(TRECHO FORNECIDO):
::::::

Se existe algo que todos os portadores de hepatite C têm em comum desde o momento em que recebem o diagnóstico é: todos nós queremos ficar curados. Confere? 

O momento que vivemos hoje é de muita esperança e otimismo em todo o mundo. Vislumbra-se nas próximas décadas a erradicação da doença. Obviamente, todos querem começar a tomar logo os novos medicamentos recém incorporados ao SUS. No entanto, quem terá direito à medicação imediatamente?

Indicação de tratamento: A  terapia  será  indicada  nos  pacientes  que  apresentarem  resultados  de  exame  que indicam  fibrose  hepática  mais  severa  (METAVIR  F3  ou  F4) e  que  não  tenham  sido  tratados  anteriormente  com  daclatasvir, simeprevir ou sofosbuvir.  

Indicações de tratamento imediato: A terapia também estará ao acesso de
pacientes que possuam os seguintes critérios de indicação  de  tratamento  imediato,  desde  que  não  tenham  sido  tratados  anteriormente  com
daclatasvir, simeprevir ou sofosbuvir:

  • Coinfecção com o HIV
  • Manifestações  extra-hepáticas:  porfiria  cutânea,  líquen  plano  grave  com envolvimento de mucosa.
  • Crioglobulinemia com manifestação em órgão-alvo (olhos, pulmão, sistema nervoso  periférico  e  central),  Glomerulonefrite,  Vasculites  e  Poliarterite Nodosa.
  • Sinais  clínicos  ou  evidências  ecográficas  sugestivas  de  cirrose  hepática (varizes de esôfago, ascite)
  • Insuficiência     hepática     e     ausência     de     carcinoma     hepatocelular, independente da necessidade de transplante hepático
  • Insuficiência renal crônica
  • Púrpura Trombocitopênica Idiopática (PTI)
  • Pós-transplante de fígado
  • Fibrose hepática avançada (METAVIR F3 ou F4)

::::::

(DADOS DISPONÍVEIS):
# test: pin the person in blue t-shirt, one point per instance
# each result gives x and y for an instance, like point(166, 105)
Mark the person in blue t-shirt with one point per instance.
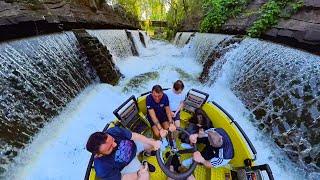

::::::

(TAREFAS DO EXERCÍCIO):
(A) De acordo com o trecho sobre a hepatite C, que grau de fibrose hepática na classificação METAVIR indica a terapia?
(B) Transcreva literalmente o segmento do trecho sobre a hepatite C entre "Se existe algo" e "ficar curados. Confere?", inclusive.

(RESPOSTAS APRESENTADAS):
(A) METAVIR F3 ou F4.

(B)
Se existe algo que todos os portadores de hepatite C têm em comum desde o momento em que recebem o diagnóstico é: todos nós queremos ficar curados. Confere?